* _What the exercise asks_
Rewrite the data starting at the line containing "in olive green" and ending at the line containing "top-left (1284, 66), bottom-right (1345, 202)", both lines included, and shift every answer coordinate by -113. Leave all other numbers unchanged.

* _Input records_
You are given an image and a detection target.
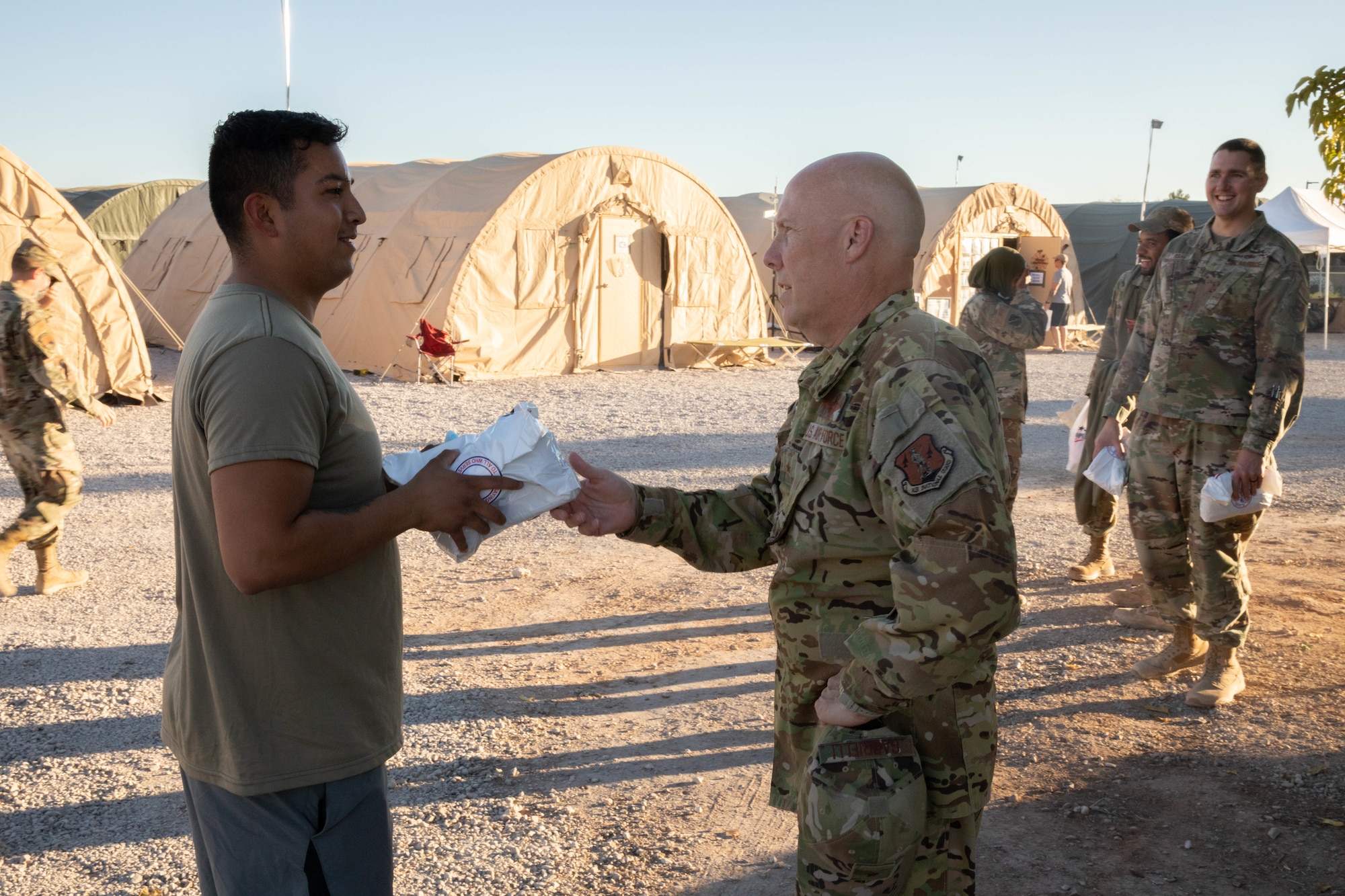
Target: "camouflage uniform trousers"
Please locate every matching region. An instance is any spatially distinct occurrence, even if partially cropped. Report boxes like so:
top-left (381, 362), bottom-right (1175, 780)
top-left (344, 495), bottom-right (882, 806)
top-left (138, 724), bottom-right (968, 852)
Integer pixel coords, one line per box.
==
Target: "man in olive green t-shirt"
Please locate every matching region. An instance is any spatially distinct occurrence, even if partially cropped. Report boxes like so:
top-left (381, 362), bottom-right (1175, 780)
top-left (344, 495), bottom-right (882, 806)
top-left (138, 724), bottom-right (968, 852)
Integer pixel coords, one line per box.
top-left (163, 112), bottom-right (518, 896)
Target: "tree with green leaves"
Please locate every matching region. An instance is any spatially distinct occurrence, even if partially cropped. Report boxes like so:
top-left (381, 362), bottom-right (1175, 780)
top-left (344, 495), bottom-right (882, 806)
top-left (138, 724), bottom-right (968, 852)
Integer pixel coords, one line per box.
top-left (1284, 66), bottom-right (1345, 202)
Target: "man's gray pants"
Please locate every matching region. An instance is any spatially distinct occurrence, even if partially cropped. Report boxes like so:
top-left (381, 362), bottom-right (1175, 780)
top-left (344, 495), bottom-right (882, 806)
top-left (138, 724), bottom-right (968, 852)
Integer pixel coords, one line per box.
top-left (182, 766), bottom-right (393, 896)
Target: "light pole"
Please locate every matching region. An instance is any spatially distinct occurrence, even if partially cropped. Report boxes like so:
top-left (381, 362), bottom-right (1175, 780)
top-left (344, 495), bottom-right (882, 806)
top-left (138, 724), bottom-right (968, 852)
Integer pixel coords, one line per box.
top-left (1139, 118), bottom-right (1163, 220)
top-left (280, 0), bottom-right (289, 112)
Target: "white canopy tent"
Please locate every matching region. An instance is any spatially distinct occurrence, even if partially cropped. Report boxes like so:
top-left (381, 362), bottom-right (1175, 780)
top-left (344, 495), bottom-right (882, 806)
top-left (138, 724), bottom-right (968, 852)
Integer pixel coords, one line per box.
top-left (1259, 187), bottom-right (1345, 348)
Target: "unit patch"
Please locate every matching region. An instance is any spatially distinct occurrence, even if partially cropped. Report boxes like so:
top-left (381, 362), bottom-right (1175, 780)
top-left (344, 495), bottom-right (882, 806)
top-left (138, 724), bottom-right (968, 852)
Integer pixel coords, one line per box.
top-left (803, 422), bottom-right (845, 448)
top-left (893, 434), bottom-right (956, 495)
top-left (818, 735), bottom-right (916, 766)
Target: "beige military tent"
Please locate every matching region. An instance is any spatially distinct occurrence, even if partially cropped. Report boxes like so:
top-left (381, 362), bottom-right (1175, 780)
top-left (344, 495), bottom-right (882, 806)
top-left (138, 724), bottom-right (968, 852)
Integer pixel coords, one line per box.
* * *
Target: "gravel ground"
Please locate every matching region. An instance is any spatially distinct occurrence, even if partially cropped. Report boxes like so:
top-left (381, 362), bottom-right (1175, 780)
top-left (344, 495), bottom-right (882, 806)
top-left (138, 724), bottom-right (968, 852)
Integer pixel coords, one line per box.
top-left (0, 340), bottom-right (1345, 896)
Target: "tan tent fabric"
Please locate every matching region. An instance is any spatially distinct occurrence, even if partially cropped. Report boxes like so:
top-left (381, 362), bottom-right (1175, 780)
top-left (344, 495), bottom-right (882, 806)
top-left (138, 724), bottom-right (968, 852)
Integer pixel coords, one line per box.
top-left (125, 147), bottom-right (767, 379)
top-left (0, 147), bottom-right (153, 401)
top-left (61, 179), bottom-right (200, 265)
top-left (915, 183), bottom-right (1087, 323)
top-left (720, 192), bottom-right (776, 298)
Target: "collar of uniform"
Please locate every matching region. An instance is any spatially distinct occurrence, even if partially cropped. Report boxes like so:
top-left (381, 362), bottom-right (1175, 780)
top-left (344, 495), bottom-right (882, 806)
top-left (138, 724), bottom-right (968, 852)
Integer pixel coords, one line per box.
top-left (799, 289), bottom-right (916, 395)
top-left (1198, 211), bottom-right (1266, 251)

* _Task result_
Target: "man in olive green t-shirt"
Please locate every matching region. An instance is any spatially distinct occurrence, even if partially cropped. Report boxes like so:
top-left (381, 362), bottom-right (1175, 780)
top-left (344, 495), bottom-right (882, 806)
top-left (138, 724), bottom-right (968, 852)
Integer pixel coords, one line per box.
top-left (50, -1), bottom-right (405, 783)
Target: "tree with green leaves"
Please locate every matching region. An instance is any spatially distinct occurrence, even if partially cropped. Report boxes like so:
top-left (381, 362), bottom-right (1175, 780)
top-left (344, 495), bottom-right (882, 806)
top-left (138, 724), bottom-right (968, 852)
Integer pixel coords, one line per box.
top-left (1171, -47), bottom-right (1232, 89)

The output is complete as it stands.